*** Exercise data ***

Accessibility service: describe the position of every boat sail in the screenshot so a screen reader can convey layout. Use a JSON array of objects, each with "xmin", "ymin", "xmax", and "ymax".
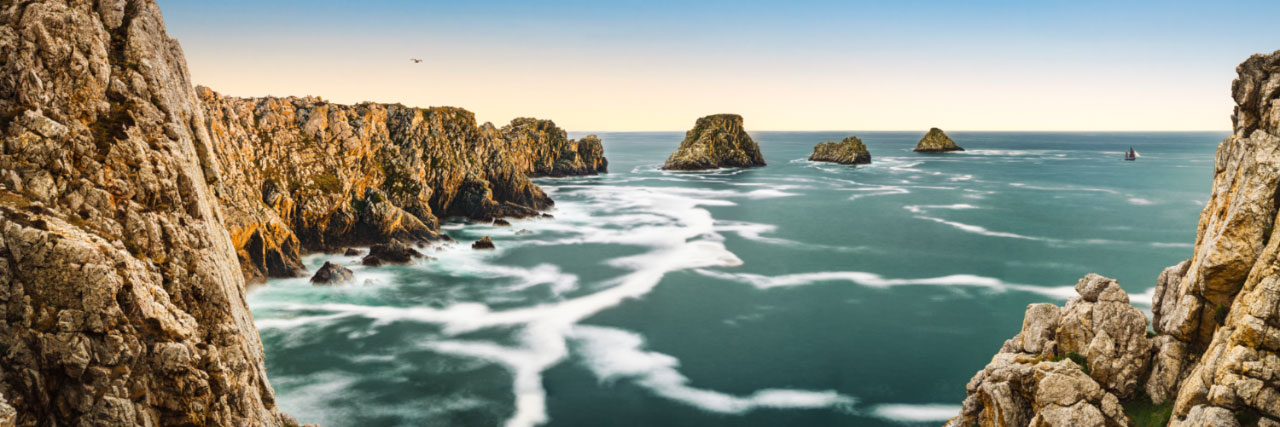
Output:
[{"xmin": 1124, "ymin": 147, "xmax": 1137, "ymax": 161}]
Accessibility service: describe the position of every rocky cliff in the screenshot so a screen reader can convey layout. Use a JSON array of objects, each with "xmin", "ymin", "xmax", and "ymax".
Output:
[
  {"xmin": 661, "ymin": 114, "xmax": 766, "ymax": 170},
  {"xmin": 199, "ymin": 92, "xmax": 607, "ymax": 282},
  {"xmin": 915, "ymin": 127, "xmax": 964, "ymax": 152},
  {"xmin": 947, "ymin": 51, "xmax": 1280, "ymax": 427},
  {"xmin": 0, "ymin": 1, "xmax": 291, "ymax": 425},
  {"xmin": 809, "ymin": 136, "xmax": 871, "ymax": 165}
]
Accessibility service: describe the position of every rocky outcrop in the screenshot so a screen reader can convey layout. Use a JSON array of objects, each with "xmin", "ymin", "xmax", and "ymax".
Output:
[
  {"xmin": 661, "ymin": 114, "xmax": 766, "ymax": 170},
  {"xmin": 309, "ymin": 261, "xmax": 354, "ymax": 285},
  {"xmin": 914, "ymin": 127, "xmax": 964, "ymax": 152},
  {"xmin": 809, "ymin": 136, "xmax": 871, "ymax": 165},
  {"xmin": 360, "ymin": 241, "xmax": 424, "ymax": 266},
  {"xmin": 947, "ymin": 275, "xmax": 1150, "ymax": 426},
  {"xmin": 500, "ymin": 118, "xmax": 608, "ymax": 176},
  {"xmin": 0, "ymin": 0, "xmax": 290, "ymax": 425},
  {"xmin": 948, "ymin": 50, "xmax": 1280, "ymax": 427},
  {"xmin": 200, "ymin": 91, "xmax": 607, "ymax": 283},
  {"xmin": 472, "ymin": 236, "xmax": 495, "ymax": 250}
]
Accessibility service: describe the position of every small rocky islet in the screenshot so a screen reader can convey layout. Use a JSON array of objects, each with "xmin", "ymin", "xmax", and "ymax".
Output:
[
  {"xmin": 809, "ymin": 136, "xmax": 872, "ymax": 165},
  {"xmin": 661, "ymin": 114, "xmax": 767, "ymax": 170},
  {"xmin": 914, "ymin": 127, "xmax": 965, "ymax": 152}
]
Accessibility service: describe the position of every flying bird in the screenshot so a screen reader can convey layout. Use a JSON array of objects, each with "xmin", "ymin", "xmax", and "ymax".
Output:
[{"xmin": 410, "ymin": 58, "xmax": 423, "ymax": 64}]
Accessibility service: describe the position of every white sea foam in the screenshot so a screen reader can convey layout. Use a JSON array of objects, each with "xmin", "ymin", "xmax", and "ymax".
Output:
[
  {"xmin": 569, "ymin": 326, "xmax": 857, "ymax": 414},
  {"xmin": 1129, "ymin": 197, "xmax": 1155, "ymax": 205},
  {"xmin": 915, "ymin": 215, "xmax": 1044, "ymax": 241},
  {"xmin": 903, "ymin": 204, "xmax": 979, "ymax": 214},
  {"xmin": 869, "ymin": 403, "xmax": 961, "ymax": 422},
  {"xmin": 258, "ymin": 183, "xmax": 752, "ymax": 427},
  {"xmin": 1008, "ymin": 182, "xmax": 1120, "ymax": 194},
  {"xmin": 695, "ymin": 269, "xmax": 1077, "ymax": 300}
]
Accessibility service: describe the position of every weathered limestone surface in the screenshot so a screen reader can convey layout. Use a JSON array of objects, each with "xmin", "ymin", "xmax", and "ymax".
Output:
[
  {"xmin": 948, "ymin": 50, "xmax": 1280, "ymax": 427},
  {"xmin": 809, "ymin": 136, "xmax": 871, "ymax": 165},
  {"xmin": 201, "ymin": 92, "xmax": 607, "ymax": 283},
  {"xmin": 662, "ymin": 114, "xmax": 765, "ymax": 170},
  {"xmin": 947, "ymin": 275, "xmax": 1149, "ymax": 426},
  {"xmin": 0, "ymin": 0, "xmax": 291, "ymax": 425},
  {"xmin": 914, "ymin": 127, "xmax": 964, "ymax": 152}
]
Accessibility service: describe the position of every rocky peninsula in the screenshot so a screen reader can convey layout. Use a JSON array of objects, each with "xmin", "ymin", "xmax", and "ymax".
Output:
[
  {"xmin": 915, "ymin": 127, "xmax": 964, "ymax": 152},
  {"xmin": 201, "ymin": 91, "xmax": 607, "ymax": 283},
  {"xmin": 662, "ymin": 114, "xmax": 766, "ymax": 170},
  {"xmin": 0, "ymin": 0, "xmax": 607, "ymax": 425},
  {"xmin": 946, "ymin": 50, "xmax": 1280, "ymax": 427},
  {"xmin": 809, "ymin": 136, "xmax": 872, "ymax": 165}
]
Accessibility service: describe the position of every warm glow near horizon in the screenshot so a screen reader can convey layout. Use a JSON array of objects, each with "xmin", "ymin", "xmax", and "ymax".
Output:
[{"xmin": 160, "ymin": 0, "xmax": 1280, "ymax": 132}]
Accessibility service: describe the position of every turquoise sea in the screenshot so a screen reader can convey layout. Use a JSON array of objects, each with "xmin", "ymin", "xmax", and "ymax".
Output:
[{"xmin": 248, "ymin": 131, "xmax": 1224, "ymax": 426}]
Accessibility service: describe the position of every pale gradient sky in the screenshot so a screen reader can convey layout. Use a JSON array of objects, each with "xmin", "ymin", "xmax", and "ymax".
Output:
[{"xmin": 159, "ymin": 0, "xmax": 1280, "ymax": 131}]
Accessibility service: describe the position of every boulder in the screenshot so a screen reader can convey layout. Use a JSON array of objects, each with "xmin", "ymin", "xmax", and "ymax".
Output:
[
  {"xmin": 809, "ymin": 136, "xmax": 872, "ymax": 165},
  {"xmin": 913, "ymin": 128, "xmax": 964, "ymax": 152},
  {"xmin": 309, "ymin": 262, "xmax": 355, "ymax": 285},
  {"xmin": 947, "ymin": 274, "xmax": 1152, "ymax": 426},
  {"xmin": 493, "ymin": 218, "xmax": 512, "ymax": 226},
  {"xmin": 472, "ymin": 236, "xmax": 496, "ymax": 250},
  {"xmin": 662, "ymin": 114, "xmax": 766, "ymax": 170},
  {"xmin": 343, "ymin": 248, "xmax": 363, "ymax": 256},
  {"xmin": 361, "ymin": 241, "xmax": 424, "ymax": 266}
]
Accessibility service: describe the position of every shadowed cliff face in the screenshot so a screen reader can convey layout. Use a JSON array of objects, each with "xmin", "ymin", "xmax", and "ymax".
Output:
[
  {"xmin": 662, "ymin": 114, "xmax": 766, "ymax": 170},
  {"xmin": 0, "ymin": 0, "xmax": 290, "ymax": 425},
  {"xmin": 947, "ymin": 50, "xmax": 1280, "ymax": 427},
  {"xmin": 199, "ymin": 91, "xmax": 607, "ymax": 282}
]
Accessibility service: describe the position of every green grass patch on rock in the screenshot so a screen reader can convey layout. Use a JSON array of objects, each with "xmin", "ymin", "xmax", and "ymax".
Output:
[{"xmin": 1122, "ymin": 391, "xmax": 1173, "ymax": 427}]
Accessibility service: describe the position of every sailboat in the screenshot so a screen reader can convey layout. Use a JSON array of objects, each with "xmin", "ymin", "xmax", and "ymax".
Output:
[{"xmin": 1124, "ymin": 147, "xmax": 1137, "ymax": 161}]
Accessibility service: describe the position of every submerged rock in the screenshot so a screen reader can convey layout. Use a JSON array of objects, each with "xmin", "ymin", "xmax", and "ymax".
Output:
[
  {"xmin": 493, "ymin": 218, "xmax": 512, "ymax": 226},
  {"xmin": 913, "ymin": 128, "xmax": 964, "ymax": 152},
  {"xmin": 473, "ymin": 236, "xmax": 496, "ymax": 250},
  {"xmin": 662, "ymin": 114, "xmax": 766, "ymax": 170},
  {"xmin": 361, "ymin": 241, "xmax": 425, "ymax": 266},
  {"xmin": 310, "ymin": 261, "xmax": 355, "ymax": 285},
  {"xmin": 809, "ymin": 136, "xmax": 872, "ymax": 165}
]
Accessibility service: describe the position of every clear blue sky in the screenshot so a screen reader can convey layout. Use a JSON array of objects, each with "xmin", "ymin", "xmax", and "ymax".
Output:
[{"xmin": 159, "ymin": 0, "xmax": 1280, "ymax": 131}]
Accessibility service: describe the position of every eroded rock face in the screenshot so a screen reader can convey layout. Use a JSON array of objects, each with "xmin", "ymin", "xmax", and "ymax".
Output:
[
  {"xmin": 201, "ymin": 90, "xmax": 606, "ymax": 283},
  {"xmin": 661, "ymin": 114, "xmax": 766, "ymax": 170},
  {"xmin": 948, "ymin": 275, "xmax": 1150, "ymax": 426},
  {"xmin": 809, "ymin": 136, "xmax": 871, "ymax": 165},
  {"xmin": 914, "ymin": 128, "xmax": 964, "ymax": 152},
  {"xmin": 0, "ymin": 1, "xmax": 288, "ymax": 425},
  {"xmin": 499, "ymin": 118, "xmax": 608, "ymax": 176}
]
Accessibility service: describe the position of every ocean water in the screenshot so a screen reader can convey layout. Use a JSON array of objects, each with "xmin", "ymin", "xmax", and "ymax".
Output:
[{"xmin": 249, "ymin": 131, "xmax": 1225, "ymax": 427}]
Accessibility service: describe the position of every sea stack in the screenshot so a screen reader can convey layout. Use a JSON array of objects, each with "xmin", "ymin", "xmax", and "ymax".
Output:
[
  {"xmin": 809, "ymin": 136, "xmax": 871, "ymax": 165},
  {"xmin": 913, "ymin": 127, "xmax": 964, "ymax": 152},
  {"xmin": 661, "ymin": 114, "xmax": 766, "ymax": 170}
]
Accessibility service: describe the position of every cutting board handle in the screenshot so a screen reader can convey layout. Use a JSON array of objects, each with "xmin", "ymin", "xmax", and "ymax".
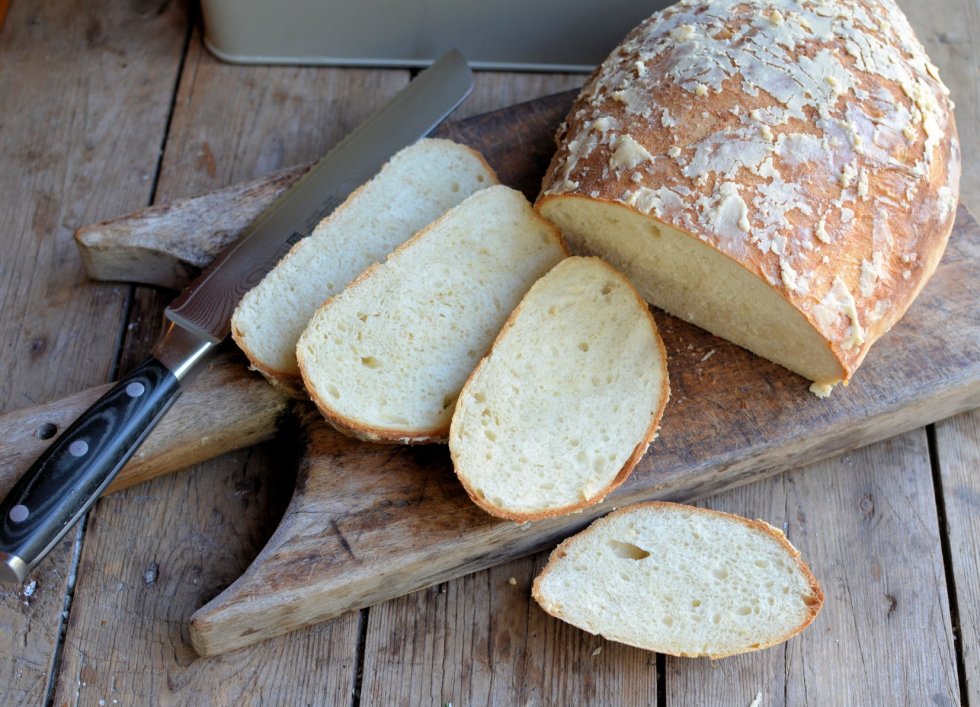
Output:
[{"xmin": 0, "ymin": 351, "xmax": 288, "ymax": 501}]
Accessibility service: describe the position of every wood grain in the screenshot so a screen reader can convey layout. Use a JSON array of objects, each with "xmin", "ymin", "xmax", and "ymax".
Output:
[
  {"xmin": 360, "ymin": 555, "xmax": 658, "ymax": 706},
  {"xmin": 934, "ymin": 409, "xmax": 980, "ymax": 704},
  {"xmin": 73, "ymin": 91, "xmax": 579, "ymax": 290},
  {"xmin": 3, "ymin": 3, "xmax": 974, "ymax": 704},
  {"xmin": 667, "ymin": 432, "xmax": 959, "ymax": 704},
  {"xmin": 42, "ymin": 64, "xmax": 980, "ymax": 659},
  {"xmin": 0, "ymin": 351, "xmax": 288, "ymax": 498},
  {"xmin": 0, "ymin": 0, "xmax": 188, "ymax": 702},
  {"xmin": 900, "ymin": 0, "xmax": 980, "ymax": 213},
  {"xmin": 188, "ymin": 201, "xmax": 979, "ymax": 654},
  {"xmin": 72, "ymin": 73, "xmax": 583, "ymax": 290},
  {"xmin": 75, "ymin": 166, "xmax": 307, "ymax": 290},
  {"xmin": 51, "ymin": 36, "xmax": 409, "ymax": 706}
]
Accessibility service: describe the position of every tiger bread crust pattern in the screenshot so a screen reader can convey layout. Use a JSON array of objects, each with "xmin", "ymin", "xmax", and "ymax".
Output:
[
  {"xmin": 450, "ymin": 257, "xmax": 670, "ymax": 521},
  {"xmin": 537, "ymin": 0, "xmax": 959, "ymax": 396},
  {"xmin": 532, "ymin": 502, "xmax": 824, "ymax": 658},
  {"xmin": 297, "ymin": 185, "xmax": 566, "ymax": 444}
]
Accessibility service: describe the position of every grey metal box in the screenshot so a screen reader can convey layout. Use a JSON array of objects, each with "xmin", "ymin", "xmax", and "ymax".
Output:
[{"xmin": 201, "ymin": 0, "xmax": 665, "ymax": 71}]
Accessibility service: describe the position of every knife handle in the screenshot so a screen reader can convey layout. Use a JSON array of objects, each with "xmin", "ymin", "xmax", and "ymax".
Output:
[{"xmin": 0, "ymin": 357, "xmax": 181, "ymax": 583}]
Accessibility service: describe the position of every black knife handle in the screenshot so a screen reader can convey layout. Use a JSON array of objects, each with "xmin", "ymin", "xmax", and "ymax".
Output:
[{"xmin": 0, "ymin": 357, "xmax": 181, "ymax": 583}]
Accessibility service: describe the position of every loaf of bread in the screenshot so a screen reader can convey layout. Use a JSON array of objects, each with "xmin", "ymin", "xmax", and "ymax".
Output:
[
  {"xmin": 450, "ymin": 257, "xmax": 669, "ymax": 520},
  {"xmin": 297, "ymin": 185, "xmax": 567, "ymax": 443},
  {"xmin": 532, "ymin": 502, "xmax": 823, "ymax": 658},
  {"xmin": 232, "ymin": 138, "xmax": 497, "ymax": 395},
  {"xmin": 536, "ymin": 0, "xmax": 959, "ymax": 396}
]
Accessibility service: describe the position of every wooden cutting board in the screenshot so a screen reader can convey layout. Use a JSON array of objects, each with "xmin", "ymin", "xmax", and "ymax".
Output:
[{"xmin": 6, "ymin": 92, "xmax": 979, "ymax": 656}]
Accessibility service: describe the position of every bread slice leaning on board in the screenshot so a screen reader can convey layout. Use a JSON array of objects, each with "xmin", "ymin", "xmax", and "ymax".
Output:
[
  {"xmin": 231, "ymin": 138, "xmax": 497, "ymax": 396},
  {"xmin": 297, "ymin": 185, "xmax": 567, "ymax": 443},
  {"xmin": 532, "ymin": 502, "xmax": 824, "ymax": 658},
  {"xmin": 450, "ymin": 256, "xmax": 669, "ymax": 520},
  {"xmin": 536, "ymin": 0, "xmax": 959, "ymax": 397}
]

*** End of Exercise data ***

## Task details
Only the lines above starting at the one containing "Accessibility service: describe the position of every turquoise" and ending at the one containing "Accessibility service: describe the position of every boulder", both included, are to be returned, exactly as they read.

## Exercise answer
Accessibility service: describe the position of every turquoise sea in the screenshot so a screen reader can convey layout. Use a JSON array of objects, each with "xmin", "ymin", "xmax", and "ymax".
Output:
[{"xmin": 248, "ymin": 131, "xmax": 1224, "ymax": 426}]
Accessibility service: describe the position of every pale gradient sky in the screenshot so a screen reader can convey layout. Use a JSON array of objects, each with "xmin", "ymin", "xmax", and "ymax".
Output:
[{"xmin": 159, "ymin": 0, "xmax": 1280, "ymax": 131}]
Accessibility service: describe the position of every boulder in the screenshot so a screen reader can convey layout. Use a JSON array of objects, each with "xmin", "ymin", "xmax", and "ymax".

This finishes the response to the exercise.